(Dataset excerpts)
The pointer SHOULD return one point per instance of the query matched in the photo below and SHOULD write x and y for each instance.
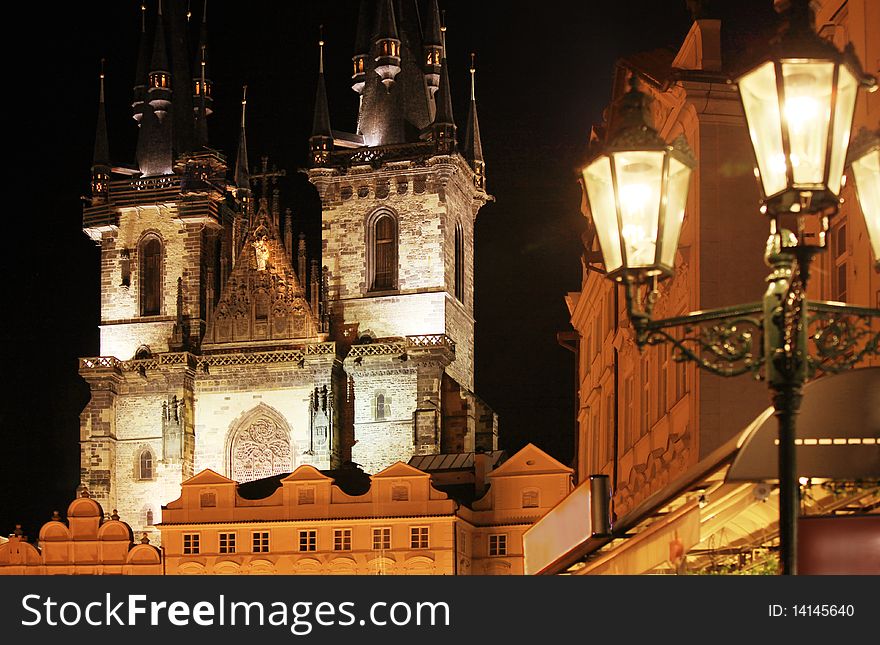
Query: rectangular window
(645, 403)
(342, 539)
(418, 537)
(261, 541)
(839, 264)
(190, 543)
(308, 540)
(628, 418)
(381, 539)
(227, 543)
(498, 544)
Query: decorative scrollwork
(842, 336)
(727, 347)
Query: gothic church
(222, 345)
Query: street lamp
(799, 106)
(865, 164)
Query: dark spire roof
(140, 77)
(242, 174)
(159, 62)
(386, 25)
(321, 120)
(432, 27)
(102, 146)
(473, 147)
(201, 52)
(362, 38)
(201, 69)
(444, 97)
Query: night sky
(543, 77)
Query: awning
(669, 537)
(837, 434)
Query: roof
(454, 461)
(352, 481)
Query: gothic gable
(530, 460)
(262, 299)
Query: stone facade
(218, 352)
(399, 521)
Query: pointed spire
(242, 174)
(321, 140)
(386, 24)
(473, 147)
(140, 77)
(433, 48)
(444, 123)
(387, 45)
(202, 85)
(102, 147)
(159, 61)
(101, 159)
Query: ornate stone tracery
(260, 446)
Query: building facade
(400, 521)
(223, 346)
(668, 435)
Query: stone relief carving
(261, 449)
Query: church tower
(399, 198)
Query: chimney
(481, 469)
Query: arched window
(151, 276)
(145, 465)
(530, 498)
(383, 262)
(382, 409)
(459, 263)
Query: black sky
(544, 73)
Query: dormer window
(389, 48)
(160, 80)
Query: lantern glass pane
(807, 114)
(866, 171)
(761, 105)
(639, 188)
(676, 200)
(847, 86)
(600, 191)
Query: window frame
(260, 542)
(311, 540)
(419, 537)
(227, 543)
(191, 543)
(373, 252)
(146, 276)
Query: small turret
(473, 147)
(387, 45)
(101, 159)
(433, 49)
(361, 49)
(202, 85)
(159, 77)
(241, 177)
(140, 77)
(443, 129)
(321, 141)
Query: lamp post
(799, 104)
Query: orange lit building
(88, 542)
(666, 433)
(464, 518)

_Task item_
The data above must be given again in full and unaltered, minus its images.

_Completed task_
The pointer SHOULD return one point per instance of the query matched in the photo below and SHOULD write x and y for each instance.
Query: rectangular window
(645, 403)
(342, 539)
(418, 537)
(261, 541)
(839, 264)
(190, 543)
(308, 540)
(628, 418)
(381, 539)
(227, 543)
(498, 544)
Query: decorative scrollwork
(842, 336)
(727, 347)
Query: gothic church
(222, 345)
Query: street lamp
(799, 106)
(865, 164)
Query: dark spire roof
(140, 77)
(242, 174)
(159, 62)
(386, 25)
(321, 120)
(432, 27)
(102, 146)
(473, 147)
(201, 52)
(362, 38)
(201, 69)
(444, 97)
Query: night sky
(543, 77)
Query: awning
(669, 537)
(837, 434)
Query: roof
(454, 461)
(352, 481)
Query: gothic gable
(530, 460)
(262, 299)
Query: stone facade
(218, 352)
(399, 521)
Query: pointed spire
(242, 174)
(321, 140)
(386, 24)
(473, 147)
(140, 77)
(433, 48)
(444, 123)
(387, 45)
(202, 85)
(102, 147)
(159, 61)
(101, 159)
Query: ornate stone tracery
(260, 446)
Query: building facade
(400, 521)
(223, 346)
(668, 435)
Query: stone relief carving
(261, 449)
Query: church tower
(399, 198)
Query: chimney
(481, 469)
Query: arched window
(151, 276)
(145, 465)
(530, 498)
(383, 262)
(382, 409)
(459, 263)
Query: black sky
(544, 73)
Query: dormer window
(389, 48)
(160, 80)
Query: lantern glass pane
(807, 114)
(866, 171)
(761, 105)
(639, 188)
(676, 200)
(847, 86)
(600, 191)
Query: window frame
(260, 542)
(311, 540)
(419, 537)
(227, 543)
(191, 543)
(373, 252)
(146, 276)
Query: small turret
(473, 147)
(387, 45)
(101, 159)
(433, 49)
(361, 49)
(202, 85)
(159, 77)
(241, 177)
(140, 77)
(443, 129)
(321, 141)
Query: lamp post
(799, 104)
Query: orange lit building
(88, 542)
(666, 433)
(464, 518)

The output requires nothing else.